Task details :: Reproduce each of the following rows verbatim, with no changes.

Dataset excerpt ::
((

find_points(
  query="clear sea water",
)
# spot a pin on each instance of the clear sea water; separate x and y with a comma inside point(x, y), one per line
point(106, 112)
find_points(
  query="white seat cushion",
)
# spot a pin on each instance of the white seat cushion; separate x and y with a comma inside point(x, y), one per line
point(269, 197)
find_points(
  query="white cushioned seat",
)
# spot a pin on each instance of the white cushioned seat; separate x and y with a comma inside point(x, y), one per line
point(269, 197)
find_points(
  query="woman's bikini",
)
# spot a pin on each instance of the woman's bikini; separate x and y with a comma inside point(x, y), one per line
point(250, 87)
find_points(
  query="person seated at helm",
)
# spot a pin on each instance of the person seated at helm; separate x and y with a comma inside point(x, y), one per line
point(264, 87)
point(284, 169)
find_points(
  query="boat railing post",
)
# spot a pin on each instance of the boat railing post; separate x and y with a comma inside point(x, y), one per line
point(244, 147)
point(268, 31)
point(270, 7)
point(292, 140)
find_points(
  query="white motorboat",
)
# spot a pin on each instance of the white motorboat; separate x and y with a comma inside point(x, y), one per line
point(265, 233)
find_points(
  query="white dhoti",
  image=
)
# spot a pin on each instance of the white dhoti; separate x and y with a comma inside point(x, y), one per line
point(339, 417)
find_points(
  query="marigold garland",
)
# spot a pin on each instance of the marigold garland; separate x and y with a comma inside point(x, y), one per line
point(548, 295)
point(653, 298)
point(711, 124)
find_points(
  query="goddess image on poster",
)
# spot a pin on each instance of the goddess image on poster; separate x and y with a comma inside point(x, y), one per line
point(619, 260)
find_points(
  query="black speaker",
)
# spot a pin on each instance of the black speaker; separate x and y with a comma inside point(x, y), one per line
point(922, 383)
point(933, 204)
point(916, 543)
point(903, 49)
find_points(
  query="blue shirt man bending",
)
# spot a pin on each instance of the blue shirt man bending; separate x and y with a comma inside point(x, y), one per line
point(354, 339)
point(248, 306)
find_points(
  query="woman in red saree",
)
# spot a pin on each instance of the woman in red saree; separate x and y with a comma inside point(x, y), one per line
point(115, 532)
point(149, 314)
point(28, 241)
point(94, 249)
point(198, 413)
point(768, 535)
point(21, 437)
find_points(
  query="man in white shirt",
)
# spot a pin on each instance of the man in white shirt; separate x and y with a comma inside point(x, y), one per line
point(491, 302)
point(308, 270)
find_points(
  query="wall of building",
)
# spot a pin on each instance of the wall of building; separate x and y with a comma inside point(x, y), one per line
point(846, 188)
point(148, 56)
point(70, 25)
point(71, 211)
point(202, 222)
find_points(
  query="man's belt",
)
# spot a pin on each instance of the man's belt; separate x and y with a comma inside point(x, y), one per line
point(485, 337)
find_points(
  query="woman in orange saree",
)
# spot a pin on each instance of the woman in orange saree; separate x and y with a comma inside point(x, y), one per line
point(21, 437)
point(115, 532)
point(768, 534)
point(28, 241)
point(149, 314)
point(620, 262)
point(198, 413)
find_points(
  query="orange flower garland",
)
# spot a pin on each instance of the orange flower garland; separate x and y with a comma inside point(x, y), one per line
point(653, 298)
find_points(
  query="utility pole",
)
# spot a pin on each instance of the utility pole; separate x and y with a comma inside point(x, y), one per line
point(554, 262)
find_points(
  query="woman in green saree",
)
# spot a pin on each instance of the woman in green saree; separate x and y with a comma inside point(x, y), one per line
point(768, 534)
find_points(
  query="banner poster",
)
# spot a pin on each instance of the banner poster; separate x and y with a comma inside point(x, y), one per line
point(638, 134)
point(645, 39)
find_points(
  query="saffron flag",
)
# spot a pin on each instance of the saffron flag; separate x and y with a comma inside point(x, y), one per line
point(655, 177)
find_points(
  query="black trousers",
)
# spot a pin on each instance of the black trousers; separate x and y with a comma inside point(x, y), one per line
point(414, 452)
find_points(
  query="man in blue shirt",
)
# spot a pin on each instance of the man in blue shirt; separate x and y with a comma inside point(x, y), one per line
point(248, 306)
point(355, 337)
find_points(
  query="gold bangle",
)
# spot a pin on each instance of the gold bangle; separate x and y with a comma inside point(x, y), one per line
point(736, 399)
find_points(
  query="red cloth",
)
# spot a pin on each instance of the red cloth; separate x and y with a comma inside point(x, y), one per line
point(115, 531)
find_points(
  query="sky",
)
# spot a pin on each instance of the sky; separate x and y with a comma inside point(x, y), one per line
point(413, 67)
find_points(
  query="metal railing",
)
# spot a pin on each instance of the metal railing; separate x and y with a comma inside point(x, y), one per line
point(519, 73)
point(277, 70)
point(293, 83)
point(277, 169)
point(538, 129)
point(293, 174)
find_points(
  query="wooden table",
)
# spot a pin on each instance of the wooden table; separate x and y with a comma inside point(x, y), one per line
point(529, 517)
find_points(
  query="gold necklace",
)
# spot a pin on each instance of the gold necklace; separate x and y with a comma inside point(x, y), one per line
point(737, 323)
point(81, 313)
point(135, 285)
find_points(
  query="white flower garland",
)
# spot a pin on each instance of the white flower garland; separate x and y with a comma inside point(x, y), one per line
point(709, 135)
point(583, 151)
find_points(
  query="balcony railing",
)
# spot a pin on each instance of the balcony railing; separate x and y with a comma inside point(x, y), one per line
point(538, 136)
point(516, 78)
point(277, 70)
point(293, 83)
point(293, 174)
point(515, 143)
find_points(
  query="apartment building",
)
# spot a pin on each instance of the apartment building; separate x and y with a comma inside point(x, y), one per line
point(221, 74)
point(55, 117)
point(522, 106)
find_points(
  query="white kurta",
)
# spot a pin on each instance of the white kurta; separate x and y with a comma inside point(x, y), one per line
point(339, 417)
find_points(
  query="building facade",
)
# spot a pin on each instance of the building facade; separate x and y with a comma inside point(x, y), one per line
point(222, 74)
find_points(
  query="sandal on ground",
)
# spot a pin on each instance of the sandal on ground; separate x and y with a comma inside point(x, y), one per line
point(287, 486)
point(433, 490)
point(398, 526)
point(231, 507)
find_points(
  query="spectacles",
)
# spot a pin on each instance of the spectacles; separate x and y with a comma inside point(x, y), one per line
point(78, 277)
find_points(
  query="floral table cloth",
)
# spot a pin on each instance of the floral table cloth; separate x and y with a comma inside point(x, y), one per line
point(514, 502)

))

Exercise solution ::
find_points(
  query="clear sea water",
)
# spot a pin on each instance of the clear sea water; separate x and y with a comma inside point(x, y), one per line
point(106, 112)
find_points(
  query="white seat cushion",
)
# spot a pin on each instance of the white seat cushion; separate x and y with a comma inside point(x, y), one per line
point(269, 197)
find_points(
  query="white cushioned seat",
)
# spot a pin on each instance of the white cushioned seat; separate x and y with a comma inside point(x, y), one per line
point(269, 197)
find_points(
  query="woman's bikini",
)
# spot a pin on each instance of the woman's bikini; separate x and y with a comma inside point(x, y), one per line
point(250, 87)
find_points(
  query="person seated at helm",
)
# spot a pin on each instance of the person seated at helm; separate x and y with a comma inside point(x, y), one per line
point(264, 87)
point(284, 169)
find_points(
  query="boat railing post",
)
# spot a pin on each instance of the boat railing post; separate x and y with a comma inside point(x, y), one per line
point(244, 147)
point(268, 31)
point(270, 7)
point(292, 140)
find_points(
  query="white motorboat",
)
# spot a pin on each instance of the white motorboat; separate x and y with a comma inside point(x, y), one per line
point(265, 233)
find_points(
  query="white dhoti",
  image=
)
# spot a pin on each instance of the white dhoti; separate x and y with a comma inside point(x, y), one per line
point(339, 417)
find_points(
  query="marigold garland",
)
# spot a pin on each instance of the marigold garland; separate x and y with a comma inside point(x, y), one per line
point(548, 295)
point(653, 298)
point(711, 124)
find_points(
  query="goddess image on poster",
)
# spot a pin on each instance of the goddess image on poster; separate x and y with a comma inside point(x, y), one per line
point(619, 260)
find_points(
  query="black speaker",
)
# spot a pin on each instance of the black speaker; separate x and y with a comma inside point(x, y), one per line
point(922, 383)
point(933, 204)
point(916, 543)
point(903, 49)
find_points(
  query="blue shirt man bending",
)
# spot a pin on each instance of the blue shirt man bending; separate x and y with a comma inside point(x, y), one per line
point(354, 339)
point(248, 306)
find_points(
  query="woman in red saree",
)
# spot a pin on each instance of the woman in red saree; separate x and y with a comma inside point(x, y), one per line
point(115, 532)
point(149, 314)
point(28, 241)
point(94, 249)
point(198, 413)
point(768, 535)
point(21, 437)
find_points(
  query="man in white shirt",
)
# spot a pin on each instance of the man in white shirt; separate x and y with a comma inside point(x, y), one per line
point(491, 302)
point(308, 270)
find_points(
  query="wall of building",
)
# spot a pin on each instance of the wall of building; separate x and y with a comma inside point(x, y), one per line
point(846, 188)
point(148, 56)
point(70, 25)
point(71, 211)
point(202, 222)
find_points(
  query="man's belt",
)
# spot a pin on each instance of the man's belt; separate x and y with a comma inside point(x, y), one per line
point(485, 337)
find_points(
  query="woman in orange saree",
)
# spot a pin on each instance of the woman in orange saree; separate x and y with a comma inside point(x, y), one per line
point(21, 437)
point(115, 532)
point(768, 534)
point(28, 241)
point(149, 314)
point(620, 262)
point(198, 413)
find_points(
  query="orange flower garland",
)
# spot a pin on each instance of the orange flower garland; separate x and y with a comma inside point(x, y), one per line
point(653, 298)
find_points(
  query="utility pole",
)
# spot a pin on each instance of the utility pole; separate x and y with a comma inside point(x, y), one per line
point(554, 262)
find_points(
  query="woman in green saree",
)
# spot a pin on each instance of the woman in green saree; separate x and y with a comma inside point(x, y), one per line
point(768, 534)
find_points(
  query="banner poster",
)
# spot a pin on each instance of the banner poster; separate x and y with a comma inside point(x, y), one per line
point(638, 134)
point(645, 39)
find_points(
  query="saffron flag",
)
# spot a pin on each instance of the saffron flag; separate x and y with a comma inside point(x, y), one per line
point(655, 177)
find_points(
  query="black trousers",
)
# spot a pin on each instance of the black trousers; separate x and y with a comma inside point(x, y), one per line
point(414, 452)
find_points(
  query="man in blue shirt",
)
# spot a pin on each instance of the man in blue shirt; separate x and y with a comma inside point(x, y), one per line
point(248, 306)
point(355, 337)
find_points(
  query="gold bangle",
)
# spot a pin on each instance of the gold bangle; separate x and y with a comma inside point(x, y), one per line
point(736, 399)
find_points(
  query="red cloth",
)
# spot a pin on each instance of the red cloth; separate x and y with a comma inside point(x, y), one per line
point(115, 531)
find_points(
  query="sky",
)
# spot a pin on each instance of the sky; separate x and y with a comma inside point(x, y), one per line
point(413, 67)
find_points(
  query="metal railing",
)
# spot a pin on each instance of the metal railing; separate x and y with a comma inside point(x, y), one per line
point(519, 73)
point(277, 70)
point(293, 83)
point(277, 169)
point(538, 129)
point(293, 174)
find_points(
  query="wooden table",
)
# spot a pin on each instance of the wooden table; separate x and y with a comma inside point(x, y), one per line
point(529, 517)
find_points(
  query="gold necklace",
)
# spot a pin on each instance of the gold necklace; separate x and y with a comma inside point(x, y), one per line
point(737, 323)
point(81, 313)
point(135, 285)
find_points(
  query="white flower garland",
)
# spot a pin on each instance of the white flower garland; separate x and y with a comma inside point(x, y), one per line
point(709, 135)
point(583, 151)
find_points(
  query="balcony railing",
)
# spot a pin on each instance of the balcony railing; separate x and y with a comma inside point(x, y), one per line
point(538, 136)
point(516, 78)
point(277, 70)
point(293, 83)
point(293, 174)
point(515, 143)
find_points(
  query="apartment building",
)
# spot a pin on each instance of the apartment building; separate x and y with a comma inside point(x, y), one per line
point(221, 74)
point(55, 117)
point(522, 106)
find_points(
  query="white kurta",
)
# spot a pin on each instance of the white kurta; separate x and y with a comma inside point(x, y), one per line
point(339, 417)
find_points(
  query="building facade",
)
# spot a pin on each instance of the building facade; separate x and y with a comma inside point(x, y), one per line
point(222, 74)
find_points(
  query="sandal on ground",
)
# spot a pin on each instance of the sandal on ground; separate x and y with a comma inside point(x, y), one per line
point(287, 486)
point(433, 490)
point(398, 526)
point(231, 507)
find_points(
  query="spectacles",
)
# spot a pin on each instance of the spectacles; separate x and y with a comma inside point(x, y), one per line
point(78, 277)
find_points(
  query="floral table cloth",
)
# spot a pin on each instance of the floral table cloth; separate x and y with a comma inside point(x, y), one per line
point(514, 502)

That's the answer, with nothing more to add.